Saved data entries:
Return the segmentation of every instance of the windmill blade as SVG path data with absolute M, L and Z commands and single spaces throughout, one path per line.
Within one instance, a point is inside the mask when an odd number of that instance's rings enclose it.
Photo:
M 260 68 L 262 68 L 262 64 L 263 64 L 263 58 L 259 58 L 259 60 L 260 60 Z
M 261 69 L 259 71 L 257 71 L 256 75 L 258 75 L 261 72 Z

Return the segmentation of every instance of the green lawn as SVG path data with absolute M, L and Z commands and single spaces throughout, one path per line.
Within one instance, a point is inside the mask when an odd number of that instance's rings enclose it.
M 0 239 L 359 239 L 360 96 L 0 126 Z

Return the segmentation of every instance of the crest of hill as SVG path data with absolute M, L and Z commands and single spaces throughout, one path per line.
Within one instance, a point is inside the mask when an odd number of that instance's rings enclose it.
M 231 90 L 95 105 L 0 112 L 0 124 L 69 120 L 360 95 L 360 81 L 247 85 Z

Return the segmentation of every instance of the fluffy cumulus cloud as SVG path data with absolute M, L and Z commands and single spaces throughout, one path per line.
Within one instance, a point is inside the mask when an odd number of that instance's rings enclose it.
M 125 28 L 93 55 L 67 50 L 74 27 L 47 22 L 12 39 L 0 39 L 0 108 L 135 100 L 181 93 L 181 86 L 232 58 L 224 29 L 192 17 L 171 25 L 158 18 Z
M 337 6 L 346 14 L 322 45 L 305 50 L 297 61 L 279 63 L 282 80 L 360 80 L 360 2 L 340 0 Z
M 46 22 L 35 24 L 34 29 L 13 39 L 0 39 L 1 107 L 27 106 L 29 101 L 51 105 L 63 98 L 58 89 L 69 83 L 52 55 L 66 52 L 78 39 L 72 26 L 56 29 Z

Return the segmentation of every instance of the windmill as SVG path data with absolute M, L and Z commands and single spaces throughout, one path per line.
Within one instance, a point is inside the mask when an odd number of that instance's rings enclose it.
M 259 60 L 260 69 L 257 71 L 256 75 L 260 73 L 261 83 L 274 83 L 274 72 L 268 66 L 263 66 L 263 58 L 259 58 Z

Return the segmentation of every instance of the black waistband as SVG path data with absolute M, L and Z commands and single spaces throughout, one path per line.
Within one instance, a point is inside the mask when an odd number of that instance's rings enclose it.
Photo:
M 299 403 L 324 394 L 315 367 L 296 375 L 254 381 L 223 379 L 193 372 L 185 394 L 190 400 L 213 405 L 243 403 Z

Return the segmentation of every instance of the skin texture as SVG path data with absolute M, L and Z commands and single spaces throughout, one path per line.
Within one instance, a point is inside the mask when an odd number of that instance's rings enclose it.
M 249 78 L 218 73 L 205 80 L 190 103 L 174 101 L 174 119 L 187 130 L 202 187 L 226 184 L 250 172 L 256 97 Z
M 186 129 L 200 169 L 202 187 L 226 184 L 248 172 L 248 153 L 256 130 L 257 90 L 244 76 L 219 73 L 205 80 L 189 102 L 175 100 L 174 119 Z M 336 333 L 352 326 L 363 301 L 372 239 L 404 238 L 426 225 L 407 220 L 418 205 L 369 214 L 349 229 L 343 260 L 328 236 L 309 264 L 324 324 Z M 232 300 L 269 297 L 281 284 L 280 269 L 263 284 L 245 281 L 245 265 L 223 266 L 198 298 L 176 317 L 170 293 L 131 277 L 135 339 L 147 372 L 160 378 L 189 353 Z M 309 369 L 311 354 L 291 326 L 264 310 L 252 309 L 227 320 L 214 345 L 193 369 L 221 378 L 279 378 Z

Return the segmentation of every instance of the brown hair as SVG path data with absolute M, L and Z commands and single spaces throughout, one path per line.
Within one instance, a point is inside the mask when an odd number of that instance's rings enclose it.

EXERCISE: Count every line of the data above that includes the word "windmill", then state the total and nothing more.

ANSWER TO THE PROBLEM: 2